Ni cuando la sangre pesa
En
ocasiones he afirmado que la economía es el nuevo nombre de la ideología, pero
lo que poca veces encuentro es un periodista especializado en información
económica que, además, es capaz de hilar historias, relatos, cuentos, del modo
en que lo hace Mario Méndez: con el pueblo detrás de la oreja y la economía en
el bolsillo… Les entregó a continuación lo que fueron sus palabras en la puesta
en circulación de su libro de relatos “Ni cuando la sangre pesa” (tanto en su
versión en español como en inglés…). Creo que son palabras que nos obligan y
nos animan a leerlo. Disfruten las palabras de Méndez como regalo de fin de
semana.
Palabras
de Mario Méndez en la presentación de su libro de relatos “Ni cuando la sangre
pesa”, que incluye una edición para los Estados Unidos y Europa con el título:
When Blood is not Enough”
Gracias,
damas y caballeros, por demostrarme su amistad con su presencia esta noche en
este acto entre amigos.
Particularmente,
permítanme expresar mi gratitud hacia Wilson Morfe, quien engalanó con su arte
la obra que ponemos a circular esta noche; al escritor Eloy Tejera por el
cuidado de la edición; a Ubaldo Guzmán por sus consejos, a Miriam Veliz, por su
limpia traducción y a Humberto Martínez, por el diseño del vestuario. También
mi gratitud hacia William Calderón y su esposa Lucienne Aracena, por el cuidado
en la impresión.
Si
la curiosidad no me hubiera empujado a entrar en aquel pueblo remoto, que pocos
paisanos conocían porque para visitarlo había que hacer un desvío y tomar un
atajo que sólo conducía a ese humanizado rincón, este libro no fuera hoy una
realidad.
Fue
un sábado en la tarde cuando visité por primera vez aquella comunidad que vive
en la marginalidad y el aislamiento, habitada por gente trabajadora y noble,
pero muy vulnerable, dado que por falta de información, actúa en base a
creencias, muchas veces hijas de la ignorancia.
Ahí
conocí a Carlos Manuel, con quien inicié una amistad que aún conservo. Fue él
quien me contó, con una sinceridad que reflejaba en su rostro y en cada palabra
que pronunciaba, todo lo que sufrió quien pudo haber llegado a ser su suegro,
luego de que alguien, a quien nunca llegó a identificar, vendiera al Diablo una
hija suya, de dieciséis años; y todo lo
que hizo el padre en su intento por recuperarla. Él no pudo evitar que el
Diablo sacara a su hija de la tumba.
Su
relato se quedó registrado en mi memoria,
y aunque su credibilidad resistía todo tipo de prueba, ocho años más
tarde volví al lugar a conversar con él y le pedí que me volviera a contar la
historia, y fue increíble: me repitió al pie de la letra todo lo que me había
dicho y lo hizo usando las mismas pausas e idénticos gestos. Me sorprendió que,
no obstante lo que le pasó y del tiempo que había transcurrido, para el amigo
de Carlos Manuel la nigromancia siguió siendo su norte y la hechicería su
creencia.

(Reto): Indique si cada afirmación concuerda con el documento sobre la presentación de «Ni cuando la sangre pesa». Responda sí o no y cite textualmente las palabras decisivas del documento. (a) Miriam Veliz se encargó de la traducción. (b) La primera visita al pueblo ocurrió un domingo por la mañana. (c) El autor regresó al lugar diez años después para volver a oír la historia.

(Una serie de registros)
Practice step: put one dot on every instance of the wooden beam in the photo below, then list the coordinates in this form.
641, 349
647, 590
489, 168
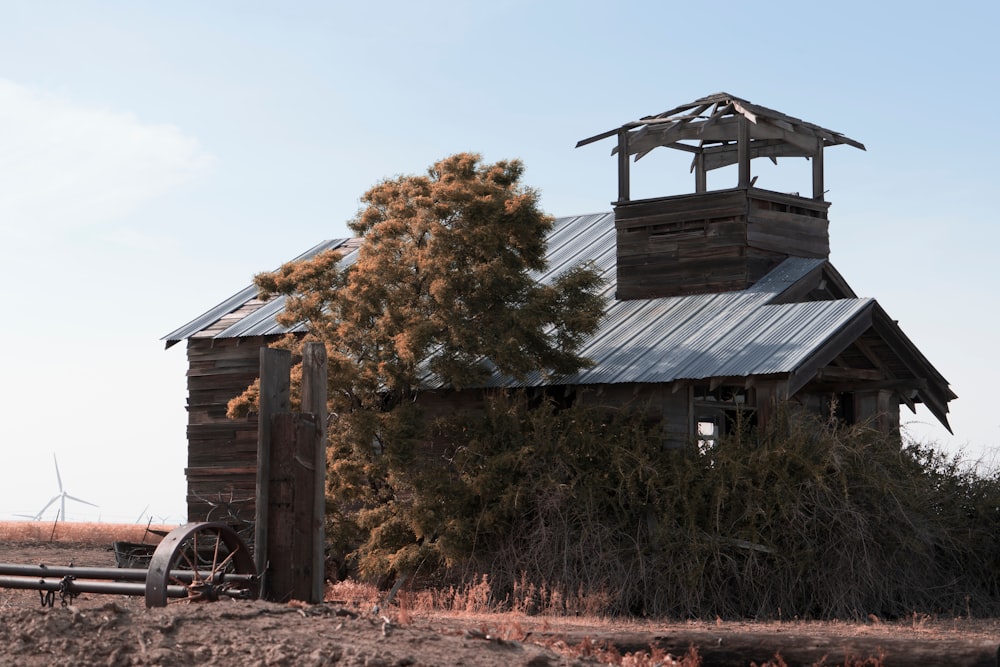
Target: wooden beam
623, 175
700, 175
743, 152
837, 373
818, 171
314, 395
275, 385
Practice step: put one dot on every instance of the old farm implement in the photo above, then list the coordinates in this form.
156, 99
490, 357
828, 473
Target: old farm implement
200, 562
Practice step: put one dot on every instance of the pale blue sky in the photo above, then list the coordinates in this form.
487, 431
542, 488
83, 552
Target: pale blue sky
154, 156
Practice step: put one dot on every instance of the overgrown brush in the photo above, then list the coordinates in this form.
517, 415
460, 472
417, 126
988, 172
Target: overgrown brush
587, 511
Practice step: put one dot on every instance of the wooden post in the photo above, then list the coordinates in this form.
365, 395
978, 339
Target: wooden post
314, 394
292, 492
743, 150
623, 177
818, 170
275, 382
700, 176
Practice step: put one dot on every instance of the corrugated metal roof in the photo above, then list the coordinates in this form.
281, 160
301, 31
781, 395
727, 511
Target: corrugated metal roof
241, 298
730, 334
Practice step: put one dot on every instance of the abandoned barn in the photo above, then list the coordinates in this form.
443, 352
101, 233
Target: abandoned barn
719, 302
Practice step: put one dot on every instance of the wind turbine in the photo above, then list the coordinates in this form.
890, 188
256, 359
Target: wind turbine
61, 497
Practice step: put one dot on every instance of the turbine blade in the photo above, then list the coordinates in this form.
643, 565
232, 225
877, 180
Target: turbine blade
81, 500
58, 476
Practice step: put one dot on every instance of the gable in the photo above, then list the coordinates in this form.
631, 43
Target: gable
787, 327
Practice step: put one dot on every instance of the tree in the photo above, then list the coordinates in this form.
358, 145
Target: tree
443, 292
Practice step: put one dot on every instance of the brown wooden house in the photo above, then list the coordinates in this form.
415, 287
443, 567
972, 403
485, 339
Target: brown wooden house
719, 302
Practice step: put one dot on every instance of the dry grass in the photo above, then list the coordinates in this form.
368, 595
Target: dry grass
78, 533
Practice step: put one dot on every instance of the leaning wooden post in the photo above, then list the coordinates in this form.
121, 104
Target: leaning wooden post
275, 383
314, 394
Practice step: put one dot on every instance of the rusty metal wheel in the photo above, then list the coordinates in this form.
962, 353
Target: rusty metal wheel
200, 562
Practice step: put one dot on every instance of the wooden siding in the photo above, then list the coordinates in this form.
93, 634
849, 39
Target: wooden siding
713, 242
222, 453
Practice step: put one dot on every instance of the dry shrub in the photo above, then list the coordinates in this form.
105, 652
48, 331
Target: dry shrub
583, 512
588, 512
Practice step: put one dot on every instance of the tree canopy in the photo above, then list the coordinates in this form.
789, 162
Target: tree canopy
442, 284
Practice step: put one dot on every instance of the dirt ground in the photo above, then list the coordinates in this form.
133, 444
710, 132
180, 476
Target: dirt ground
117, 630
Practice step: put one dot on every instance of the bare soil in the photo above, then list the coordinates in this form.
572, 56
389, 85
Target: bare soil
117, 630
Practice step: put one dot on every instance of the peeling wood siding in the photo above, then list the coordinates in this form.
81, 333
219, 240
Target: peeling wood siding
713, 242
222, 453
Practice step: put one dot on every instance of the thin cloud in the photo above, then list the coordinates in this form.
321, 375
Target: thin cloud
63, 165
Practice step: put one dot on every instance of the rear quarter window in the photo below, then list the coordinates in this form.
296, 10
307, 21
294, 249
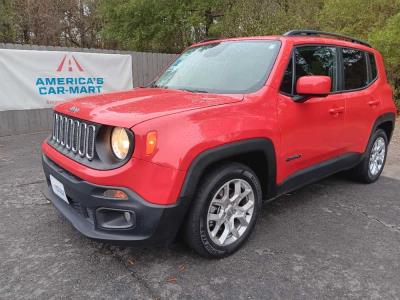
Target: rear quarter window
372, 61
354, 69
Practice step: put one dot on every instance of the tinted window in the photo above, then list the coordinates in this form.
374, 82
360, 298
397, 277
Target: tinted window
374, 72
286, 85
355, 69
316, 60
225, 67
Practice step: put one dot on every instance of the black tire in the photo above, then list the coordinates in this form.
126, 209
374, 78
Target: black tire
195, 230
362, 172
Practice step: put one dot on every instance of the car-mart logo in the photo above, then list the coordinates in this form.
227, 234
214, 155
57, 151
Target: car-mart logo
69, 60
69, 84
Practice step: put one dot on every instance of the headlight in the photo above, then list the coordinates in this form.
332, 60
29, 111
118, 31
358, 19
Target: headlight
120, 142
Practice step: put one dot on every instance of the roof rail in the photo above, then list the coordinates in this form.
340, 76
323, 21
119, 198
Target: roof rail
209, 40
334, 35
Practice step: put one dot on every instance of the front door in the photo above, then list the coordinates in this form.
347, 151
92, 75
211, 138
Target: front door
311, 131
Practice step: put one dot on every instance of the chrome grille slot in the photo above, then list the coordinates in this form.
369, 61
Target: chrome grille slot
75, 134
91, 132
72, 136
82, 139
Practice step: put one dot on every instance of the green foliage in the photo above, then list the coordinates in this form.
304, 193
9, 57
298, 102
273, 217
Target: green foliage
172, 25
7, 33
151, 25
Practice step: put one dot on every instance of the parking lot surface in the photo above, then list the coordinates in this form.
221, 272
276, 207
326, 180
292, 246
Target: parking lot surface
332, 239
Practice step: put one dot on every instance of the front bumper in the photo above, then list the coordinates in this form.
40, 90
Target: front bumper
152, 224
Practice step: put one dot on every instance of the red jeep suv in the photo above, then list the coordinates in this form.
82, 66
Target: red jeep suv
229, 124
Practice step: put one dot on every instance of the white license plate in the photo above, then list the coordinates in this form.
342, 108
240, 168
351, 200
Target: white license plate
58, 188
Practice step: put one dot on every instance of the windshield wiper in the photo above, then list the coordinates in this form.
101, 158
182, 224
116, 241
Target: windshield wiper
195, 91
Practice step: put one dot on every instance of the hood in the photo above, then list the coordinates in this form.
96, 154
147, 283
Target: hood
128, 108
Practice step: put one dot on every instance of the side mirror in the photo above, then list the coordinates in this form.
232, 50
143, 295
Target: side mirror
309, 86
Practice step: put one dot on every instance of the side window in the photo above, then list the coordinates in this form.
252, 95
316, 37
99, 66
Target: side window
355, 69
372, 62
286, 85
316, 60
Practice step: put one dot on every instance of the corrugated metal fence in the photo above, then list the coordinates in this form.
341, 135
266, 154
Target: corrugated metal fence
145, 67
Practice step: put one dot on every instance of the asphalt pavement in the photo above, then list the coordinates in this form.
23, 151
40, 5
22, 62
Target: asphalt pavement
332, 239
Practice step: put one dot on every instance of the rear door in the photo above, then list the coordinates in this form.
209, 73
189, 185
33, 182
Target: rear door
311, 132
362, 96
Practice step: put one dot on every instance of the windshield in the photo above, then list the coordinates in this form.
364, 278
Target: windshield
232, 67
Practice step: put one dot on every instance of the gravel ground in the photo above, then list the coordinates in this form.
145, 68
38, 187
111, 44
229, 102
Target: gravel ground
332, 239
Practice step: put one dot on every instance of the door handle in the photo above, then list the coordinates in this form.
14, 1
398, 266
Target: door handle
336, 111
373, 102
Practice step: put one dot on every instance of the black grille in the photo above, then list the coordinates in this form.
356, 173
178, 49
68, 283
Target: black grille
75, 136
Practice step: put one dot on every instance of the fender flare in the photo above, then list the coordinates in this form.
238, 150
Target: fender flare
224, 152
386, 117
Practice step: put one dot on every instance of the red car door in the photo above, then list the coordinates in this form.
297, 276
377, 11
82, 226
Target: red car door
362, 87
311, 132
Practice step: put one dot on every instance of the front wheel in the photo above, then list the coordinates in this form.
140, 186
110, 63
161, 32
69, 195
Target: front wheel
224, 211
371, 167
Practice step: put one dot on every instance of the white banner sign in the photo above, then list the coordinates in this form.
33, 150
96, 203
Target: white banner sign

(Resultado del ejercicio):
(a) Sí: «a Miriam Veliz, por su limpia traducción».
(b) No: «Fue un sábado en la tarde cuando visité por primera vez aquella comunidad».
(c) No: «ocho años más tarde volví al lugar a conversar con él».